Why 'Ban the Box' Matters

Applying for an entry-level job? One study found that a criminal record cuts in half the chance you’ll even get an interview. But there’s a national movement to end this discrimination: “Ban the Box.” Photo: Ban the Box, Virginia

Gadgets like Apple’s just-released watch symbolize the future—but the company doesn’t want to let workers move on from their pasts.

Apple recently booted several workers off the construction of its new spaceship-themed campus because within the past seven years they had been convicted of felonies.

Their union protested. Apple’s policy, rare in the construction industry, would have set what Iron Workers Local 377 called “an evil precedent.”

“Certain communities have suffered disproportionately from incarceration,” the Iron Workers pointed out in a public letter to CEO Tim Cook.

“These same communities have little representation in the core workforce of technology companies, and such benefits as they derive from an industry now central to our region are largely through employment in services such as construction.”

| MATERIAL PROVIDED |
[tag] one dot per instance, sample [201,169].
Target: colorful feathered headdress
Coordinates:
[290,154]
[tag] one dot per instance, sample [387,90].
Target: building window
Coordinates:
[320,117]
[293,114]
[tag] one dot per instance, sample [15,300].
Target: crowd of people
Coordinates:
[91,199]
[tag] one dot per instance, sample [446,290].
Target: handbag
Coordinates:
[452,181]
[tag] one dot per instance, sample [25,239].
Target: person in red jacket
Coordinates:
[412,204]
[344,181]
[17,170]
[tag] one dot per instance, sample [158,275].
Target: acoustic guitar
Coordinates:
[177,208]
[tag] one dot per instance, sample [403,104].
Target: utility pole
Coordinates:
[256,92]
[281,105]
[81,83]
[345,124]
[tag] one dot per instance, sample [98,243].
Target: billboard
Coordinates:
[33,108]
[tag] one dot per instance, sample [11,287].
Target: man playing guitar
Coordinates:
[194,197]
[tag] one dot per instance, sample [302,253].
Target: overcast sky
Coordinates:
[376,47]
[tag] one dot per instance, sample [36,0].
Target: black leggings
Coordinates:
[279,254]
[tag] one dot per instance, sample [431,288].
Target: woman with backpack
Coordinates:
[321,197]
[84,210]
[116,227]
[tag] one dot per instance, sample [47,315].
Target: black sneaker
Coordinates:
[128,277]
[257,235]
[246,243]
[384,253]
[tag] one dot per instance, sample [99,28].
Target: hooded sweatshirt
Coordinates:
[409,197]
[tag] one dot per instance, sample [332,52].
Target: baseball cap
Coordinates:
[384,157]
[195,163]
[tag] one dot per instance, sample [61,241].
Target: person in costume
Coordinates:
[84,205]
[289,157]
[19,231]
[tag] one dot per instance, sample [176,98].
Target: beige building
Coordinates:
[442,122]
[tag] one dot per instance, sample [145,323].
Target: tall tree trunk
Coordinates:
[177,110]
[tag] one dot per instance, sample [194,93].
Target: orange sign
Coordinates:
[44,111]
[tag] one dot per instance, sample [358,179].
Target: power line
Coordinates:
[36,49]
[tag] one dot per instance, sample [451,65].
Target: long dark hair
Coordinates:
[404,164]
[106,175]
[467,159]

| TASK 1 |
In the article on "Ban the Box," within how many past years had the workers Apple removed been convicted of felonies?
| TASK 2 |
List every person, company, union, or movement that the article on "Ban the Box" names.
| TASK 3 |
Go on with the article on "Ban the Box" from the point where it stops.

| EXPECTED ANSWER 1 |
Seven years.

| EXPECTED ANSWER 2 |
- Apple
- Tim Cook
- Iron Workers Local 377
- Ban the Box

| EXPECTED ANSWER 3 |
In other words, Apple’s sprawling new Silicon Valley campus won’t be hiring many neighborhood kids for tech jobs. Construction jobs are one of the only ways local people stand to benefit.

A few days later, after a volley of negative press, Apple rescinded the policy.

SECOND CHANCE

Ex-prisoners have already served their time; it’s grossly unfair to deny them a second chance. And it’s next to impossible to get your life back on track if you can’t get decent work.
Applying for an entry-level job? One study found that a criminal record cuts in half the chance you’ll even get an interview. But there’s a national movement to end this discrimination: “Ban the Box.”

The Box refers to the checkbox on an application form asking whether you’ve ever been convicted of a crime. In April, Virginia became the 15th state to eliminate it for state jobs.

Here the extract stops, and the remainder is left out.